§ **Problem to work on**
Please pick out every line in the rows below that contains the string "query", and copy each one.

══ Recorded data

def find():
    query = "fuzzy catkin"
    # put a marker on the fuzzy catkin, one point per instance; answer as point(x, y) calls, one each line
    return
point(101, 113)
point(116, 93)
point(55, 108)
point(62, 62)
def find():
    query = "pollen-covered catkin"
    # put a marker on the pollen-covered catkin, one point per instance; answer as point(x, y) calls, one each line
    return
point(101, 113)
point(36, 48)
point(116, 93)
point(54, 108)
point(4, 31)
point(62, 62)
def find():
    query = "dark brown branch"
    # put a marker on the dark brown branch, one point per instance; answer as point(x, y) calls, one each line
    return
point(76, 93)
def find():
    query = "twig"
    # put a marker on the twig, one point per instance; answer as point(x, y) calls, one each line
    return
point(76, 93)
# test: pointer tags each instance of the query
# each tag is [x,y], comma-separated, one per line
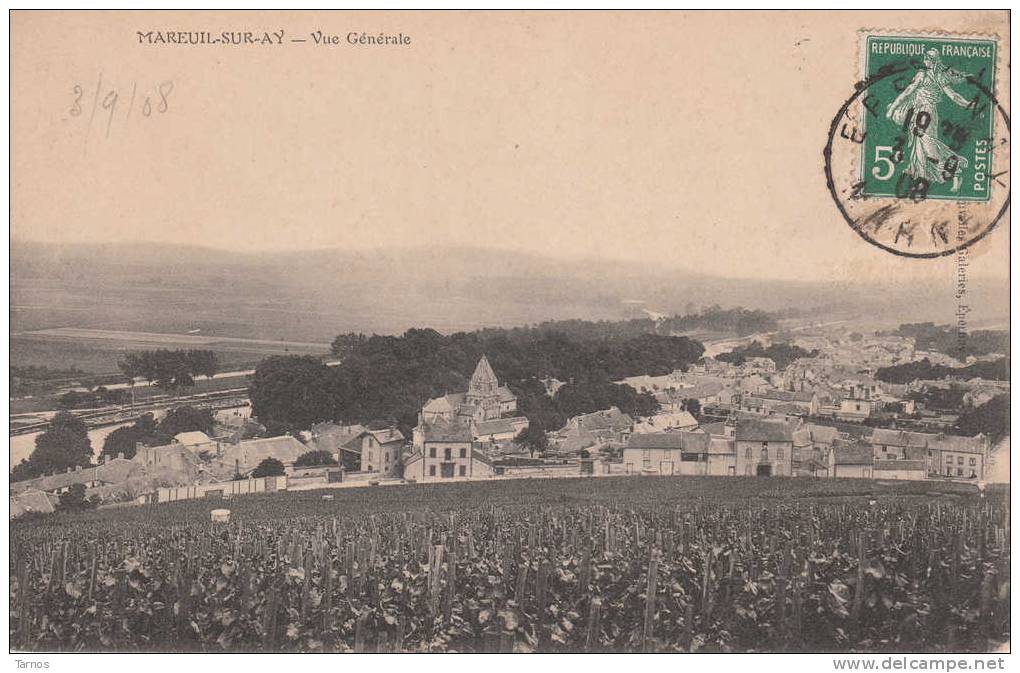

════

§ **Solution**
    query = "fuzzy catkin"
    query = "pollen-covered catkin"
    query = "dark brown branch"
    query = "twig"
# test: pointer tags each instance of the query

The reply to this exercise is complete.